* [EXTRACT PROVIDED]
I then came up with the idea that I wanted to go on a really long trip alone and make a project out of learning from scaring the shit out of myself. And I also thought that promoting these zines would help fund the trip, which did help out a lot. Although a fair amount of credit for the zine sales should go to organizations such as the Indie Photobook Library paired with the ability of effortlessly sharing the word on Facebook and blogs. Those things got the word pretty far out there.
Also, a bit of advice regarding the zines:
I strongly encourage any photobook or photo-zine artist to mail copies of their work to the iPL; it has helped my work get to people that I would have never been able to access otherwise, Larissa Leclair is a genius and a saint.
GP: Who are some of your major influences?
MA: Theoretically: Bob Dylan, Jean Paul Sartre, Allan Kaprow, Bill Brown, Charles Spearin, Kevin Drew.
Realistically: My brother, my mom and dad, Anna Shteynshleyger, Brian Ulrich, Mary Farmilant, Larissa Leclair, Myra Greene, Dawoud Bey, Simon Anderson, Trevor McNaughton,Victor Yañez, Riley Henderson, EJ Hill, Daniel Shea, Anna Cerniglia, Caitlin Arnold, Aron Gent, Justin Schmitz, Jennifer Keats, and the people of the ACRE artist residency.

* [STORED DATA]
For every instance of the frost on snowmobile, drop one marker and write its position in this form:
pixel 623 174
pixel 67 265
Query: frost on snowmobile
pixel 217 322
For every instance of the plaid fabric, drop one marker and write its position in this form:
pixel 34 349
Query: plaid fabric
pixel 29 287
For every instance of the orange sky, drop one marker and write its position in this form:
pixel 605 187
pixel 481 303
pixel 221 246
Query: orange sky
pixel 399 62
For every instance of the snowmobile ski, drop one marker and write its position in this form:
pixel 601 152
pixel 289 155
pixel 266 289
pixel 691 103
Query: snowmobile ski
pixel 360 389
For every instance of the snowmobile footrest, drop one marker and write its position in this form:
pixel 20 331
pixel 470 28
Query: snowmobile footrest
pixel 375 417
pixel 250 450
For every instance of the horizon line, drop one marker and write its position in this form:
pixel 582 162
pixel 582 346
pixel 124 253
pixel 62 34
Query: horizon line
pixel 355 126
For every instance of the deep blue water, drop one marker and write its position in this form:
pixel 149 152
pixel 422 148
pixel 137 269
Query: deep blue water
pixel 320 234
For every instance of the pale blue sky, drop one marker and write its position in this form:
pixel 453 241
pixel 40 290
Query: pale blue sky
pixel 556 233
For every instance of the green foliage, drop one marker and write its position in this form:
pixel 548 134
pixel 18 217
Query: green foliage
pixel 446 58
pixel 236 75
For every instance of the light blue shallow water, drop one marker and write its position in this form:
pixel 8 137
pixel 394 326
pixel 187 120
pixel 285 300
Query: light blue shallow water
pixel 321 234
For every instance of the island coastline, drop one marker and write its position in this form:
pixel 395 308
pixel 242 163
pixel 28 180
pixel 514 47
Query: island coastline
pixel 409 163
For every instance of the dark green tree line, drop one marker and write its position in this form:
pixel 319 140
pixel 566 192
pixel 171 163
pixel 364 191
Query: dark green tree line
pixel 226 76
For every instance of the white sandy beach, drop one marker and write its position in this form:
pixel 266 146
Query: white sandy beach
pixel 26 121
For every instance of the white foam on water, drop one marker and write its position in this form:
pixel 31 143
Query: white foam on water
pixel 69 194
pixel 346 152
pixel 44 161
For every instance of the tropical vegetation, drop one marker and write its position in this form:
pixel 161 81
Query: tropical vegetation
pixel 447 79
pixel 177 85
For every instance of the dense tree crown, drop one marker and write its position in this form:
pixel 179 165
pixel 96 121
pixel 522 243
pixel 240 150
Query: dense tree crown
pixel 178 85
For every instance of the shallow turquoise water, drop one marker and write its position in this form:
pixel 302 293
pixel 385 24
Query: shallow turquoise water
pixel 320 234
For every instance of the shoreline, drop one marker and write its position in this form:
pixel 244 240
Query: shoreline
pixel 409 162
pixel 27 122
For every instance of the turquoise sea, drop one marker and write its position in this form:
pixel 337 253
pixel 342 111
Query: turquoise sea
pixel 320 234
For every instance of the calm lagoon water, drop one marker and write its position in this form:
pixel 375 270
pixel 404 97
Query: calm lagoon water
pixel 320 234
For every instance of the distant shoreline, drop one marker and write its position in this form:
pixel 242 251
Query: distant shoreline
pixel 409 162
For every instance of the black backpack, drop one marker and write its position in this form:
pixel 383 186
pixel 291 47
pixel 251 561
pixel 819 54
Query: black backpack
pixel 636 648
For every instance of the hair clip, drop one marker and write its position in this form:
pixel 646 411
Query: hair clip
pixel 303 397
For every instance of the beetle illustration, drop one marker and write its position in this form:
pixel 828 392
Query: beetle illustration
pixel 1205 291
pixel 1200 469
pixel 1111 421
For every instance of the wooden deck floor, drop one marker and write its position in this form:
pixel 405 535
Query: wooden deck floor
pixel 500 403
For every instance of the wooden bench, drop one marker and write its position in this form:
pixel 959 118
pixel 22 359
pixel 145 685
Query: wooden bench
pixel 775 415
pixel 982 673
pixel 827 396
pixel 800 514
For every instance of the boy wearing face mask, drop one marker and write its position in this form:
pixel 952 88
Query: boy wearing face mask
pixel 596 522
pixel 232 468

* [COMPLETE THE FOLLOWING]
1. For each statement about the interview excerpt, answer yes or no according to the text, and quote the words that decide it.
(a) Promoting the zines helped fund the trip.
(b) The speaker recommends that photo-zine artists mail copies of their work to the iPL.
(c) Bob Dylan is named among the speaker's realistic influences.
2. Answer these questions from the interview excerpt, one per line.
(a) What kind of trip did the speaker want to go on?
(b) Whom does the speaker call "a genius and a saint"?
(c) The people of which artist residency close the list of realistic influences?
The rows that accompany this page were drawn from a separate source and bear no relation to the interview excerpt.

* [EXERCISE SOLUTIONS]
1.
(a) Yes: "promoting these zines would help fund the trip, which did help out a lot."
(b) Yes: "I strongly encourage any photobook or photo-zine artist to mail copies of their work to the iPL"
(c) No: "Theoretically: Bob Dylan"

2.
(a) A really long trip alone.
(b) Larissa Leclair.
(c) The ACRE artist residency.